*Exercise task:* Working from the line that contains "the spoon handle" to the final line, transcribe each line exactly. No pictures belong in the copy.

*The data:*
+++++

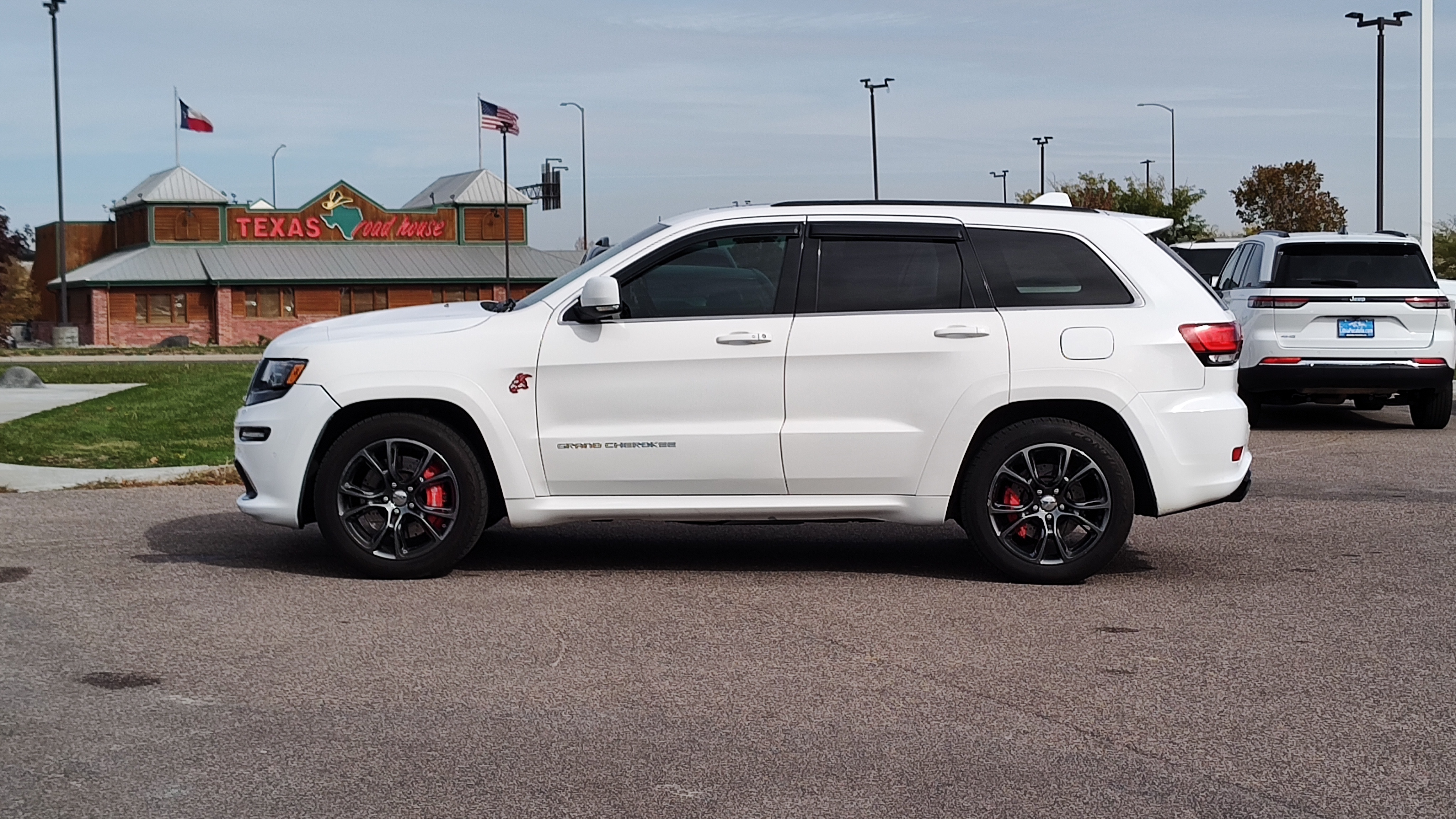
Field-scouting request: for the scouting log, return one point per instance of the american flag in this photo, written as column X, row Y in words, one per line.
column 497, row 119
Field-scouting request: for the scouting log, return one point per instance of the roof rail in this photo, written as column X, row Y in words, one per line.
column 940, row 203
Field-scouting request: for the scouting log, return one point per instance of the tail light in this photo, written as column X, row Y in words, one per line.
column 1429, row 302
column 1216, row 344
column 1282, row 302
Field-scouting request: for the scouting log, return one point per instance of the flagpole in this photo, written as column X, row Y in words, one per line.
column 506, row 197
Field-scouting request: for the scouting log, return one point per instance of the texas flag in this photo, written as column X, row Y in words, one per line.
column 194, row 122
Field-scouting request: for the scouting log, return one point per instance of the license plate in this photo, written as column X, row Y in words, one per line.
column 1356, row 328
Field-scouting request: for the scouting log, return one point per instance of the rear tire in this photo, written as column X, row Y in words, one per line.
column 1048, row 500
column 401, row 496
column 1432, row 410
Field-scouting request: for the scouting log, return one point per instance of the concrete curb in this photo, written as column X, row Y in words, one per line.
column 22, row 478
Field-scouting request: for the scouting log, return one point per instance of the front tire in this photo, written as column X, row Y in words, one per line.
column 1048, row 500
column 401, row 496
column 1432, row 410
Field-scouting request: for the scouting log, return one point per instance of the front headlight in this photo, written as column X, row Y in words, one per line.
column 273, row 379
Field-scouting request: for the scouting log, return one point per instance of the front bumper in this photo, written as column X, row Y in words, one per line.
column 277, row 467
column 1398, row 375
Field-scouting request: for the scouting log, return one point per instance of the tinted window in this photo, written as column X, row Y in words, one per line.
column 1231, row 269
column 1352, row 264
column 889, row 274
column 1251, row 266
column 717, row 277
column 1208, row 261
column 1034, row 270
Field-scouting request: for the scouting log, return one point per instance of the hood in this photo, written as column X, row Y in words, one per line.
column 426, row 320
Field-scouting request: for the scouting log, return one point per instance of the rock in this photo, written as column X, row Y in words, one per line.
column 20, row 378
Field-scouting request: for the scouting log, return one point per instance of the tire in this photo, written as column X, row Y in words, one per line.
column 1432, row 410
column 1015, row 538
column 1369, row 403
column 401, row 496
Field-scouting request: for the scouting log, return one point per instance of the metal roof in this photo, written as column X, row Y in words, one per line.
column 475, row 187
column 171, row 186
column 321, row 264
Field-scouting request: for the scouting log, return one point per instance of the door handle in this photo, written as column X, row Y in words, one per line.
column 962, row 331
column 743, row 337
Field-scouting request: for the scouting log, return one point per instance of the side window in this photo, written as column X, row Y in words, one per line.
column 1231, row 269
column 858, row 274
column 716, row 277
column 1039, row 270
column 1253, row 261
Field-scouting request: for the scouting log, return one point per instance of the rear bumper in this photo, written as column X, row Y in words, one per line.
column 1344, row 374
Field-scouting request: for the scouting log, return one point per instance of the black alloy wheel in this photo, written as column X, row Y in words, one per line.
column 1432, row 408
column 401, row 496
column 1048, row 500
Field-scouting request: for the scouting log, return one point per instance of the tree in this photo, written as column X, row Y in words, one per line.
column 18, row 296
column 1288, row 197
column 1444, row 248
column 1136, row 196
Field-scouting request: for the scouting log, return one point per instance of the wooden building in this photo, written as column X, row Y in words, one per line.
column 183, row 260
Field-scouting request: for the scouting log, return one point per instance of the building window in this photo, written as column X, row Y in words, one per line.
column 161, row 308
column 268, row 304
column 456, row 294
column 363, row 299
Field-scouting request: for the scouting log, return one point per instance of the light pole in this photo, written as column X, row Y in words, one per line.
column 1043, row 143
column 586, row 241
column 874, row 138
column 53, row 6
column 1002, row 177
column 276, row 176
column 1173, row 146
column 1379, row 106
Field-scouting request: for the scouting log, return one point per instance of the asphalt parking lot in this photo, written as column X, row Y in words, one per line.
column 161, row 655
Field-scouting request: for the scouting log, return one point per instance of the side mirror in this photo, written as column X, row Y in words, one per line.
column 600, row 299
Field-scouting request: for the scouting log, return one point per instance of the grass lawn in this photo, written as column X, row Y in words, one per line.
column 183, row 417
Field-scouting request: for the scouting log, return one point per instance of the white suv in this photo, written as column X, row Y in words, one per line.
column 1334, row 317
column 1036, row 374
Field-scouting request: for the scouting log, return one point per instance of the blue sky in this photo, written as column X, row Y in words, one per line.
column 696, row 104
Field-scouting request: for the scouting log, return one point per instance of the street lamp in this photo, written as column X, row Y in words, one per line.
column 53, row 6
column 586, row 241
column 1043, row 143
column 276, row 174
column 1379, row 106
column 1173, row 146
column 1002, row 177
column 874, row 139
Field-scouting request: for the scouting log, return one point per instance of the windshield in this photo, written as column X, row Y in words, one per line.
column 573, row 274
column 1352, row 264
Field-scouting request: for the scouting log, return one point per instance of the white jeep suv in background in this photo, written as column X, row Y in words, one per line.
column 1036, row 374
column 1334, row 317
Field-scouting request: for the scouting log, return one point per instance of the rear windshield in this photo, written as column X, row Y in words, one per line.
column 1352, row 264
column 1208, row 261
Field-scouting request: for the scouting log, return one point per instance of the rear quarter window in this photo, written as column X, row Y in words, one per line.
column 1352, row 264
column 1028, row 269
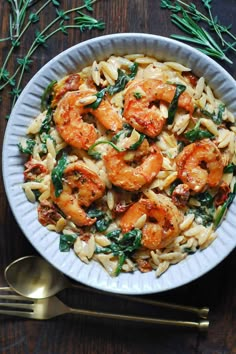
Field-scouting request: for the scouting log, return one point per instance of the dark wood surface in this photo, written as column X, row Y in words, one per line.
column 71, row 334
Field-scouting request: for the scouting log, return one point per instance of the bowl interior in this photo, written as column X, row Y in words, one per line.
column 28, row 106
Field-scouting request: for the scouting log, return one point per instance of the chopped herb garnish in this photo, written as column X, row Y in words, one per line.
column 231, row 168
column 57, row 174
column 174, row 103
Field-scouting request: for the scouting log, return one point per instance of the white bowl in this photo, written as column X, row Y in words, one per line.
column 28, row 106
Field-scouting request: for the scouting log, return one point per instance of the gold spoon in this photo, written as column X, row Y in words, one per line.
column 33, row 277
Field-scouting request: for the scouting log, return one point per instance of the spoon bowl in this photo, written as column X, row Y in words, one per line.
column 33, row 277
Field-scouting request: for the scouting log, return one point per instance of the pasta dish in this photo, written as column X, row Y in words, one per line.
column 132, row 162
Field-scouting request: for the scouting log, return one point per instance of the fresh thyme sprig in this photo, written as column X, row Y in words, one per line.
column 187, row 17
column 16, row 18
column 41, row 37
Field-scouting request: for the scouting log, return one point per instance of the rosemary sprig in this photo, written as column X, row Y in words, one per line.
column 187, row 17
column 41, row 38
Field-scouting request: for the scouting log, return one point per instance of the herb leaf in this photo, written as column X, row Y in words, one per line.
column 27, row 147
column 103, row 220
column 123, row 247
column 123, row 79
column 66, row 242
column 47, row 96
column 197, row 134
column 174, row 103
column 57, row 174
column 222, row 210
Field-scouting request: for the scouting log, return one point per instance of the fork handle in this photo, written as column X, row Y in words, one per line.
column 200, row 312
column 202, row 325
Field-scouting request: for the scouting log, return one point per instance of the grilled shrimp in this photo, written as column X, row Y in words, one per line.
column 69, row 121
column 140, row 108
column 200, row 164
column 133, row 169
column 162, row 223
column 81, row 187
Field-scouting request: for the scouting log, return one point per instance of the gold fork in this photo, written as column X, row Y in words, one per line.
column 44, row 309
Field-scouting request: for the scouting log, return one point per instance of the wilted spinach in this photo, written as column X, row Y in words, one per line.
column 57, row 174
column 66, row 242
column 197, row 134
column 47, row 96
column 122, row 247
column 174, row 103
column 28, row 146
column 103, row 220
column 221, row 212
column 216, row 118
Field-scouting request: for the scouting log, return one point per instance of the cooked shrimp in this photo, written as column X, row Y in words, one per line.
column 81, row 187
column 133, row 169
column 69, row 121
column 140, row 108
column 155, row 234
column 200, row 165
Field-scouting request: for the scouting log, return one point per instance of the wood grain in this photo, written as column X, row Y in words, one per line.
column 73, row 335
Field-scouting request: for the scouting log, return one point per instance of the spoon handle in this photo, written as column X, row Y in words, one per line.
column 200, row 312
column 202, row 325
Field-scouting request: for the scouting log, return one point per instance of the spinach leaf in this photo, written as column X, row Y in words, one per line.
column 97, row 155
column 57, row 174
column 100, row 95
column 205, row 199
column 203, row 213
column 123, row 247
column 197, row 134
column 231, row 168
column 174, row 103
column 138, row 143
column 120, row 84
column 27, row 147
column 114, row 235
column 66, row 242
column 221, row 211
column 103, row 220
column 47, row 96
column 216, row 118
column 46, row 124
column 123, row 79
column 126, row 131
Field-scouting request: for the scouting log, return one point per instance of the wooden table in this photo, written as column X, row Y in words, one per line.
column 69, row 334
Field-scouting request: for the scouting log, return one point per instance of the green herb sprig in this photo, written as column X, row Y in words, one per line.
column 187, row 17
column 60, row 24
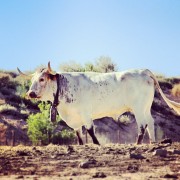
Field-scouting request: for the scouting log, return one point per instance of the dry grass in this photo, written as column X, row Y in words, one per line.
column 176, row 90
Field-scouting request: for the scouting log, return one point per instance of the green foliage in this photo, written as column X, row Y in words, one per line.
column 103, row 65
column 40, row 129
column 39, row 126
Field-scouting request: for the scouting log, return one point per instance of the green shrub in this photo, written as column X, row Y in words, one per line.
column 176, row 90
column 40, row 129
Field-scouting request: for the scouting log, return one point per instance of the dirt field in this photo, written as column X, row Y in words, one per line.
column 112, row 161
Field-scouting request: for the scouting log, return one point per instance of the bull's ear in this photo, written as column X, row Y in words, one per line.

+++++

*Task response:*
Field-scouting request: for the scouting log, return one point per instance of the spoon handle in this photo, written as column X, row Y in words, one per line.
column 200, row 312
column 202, row 325
Field-scouting request: for the scouting log, return one point per instance of the spinach leaf in this photo, written as column X, row Y in words, one per line.
column 97, row 155
column 57, row 174
column 100, row 95
column 205, row 199
column 203, row 213
column 123, row 247
column 197, row 134
column 231, row 168
column 174, row 103
column 138, row 143
column 120, row 84
column 27, row 147
column 114, row 235
column 66, row 242
column 221, row 211
column 103, row 220
column 47, row 96
column 216, row 118
column 46, row 124
column 123, row 79
column 126, row 131
Field-scouting request: for the scouting log, return one point per instance of the wooden table in this photo, written as column X, row Y in words, one per line.
column 69, row 334
Field-scouting request: for the scouting log, return one point per instance of the green herb sprig in this photo, written as column X, row Y in words, one per line.
column 187, row 17
column 60, row 24
Field-scouting request: for the scouting log, return one point per instance of the dry grass in this photo, written as column X, row Y in words, one per line.
column 176, row 90
Field-scouting request: for the scouting log, return one point per instance of the green foliage in this photo, written as column X, row Y in words, one per line.
column 103, row 65
column 40, row 129
column 39, row 126
Field-scouting request: for the scouting log, return one point per instance of the green shrub in this photo, written as column X, row Y in words, one per line.
column 176, row 90
column 40, row 129
Field-scouting request: for the scouting log, return one point per instance of the dirt field in this photo, written as column X, row Y in words, one per line.
column 112, row 161
Field-scouting request: for the scouting log, return one point per instance of the bull's ear in this photo, written as column X, row Y in words, one per line.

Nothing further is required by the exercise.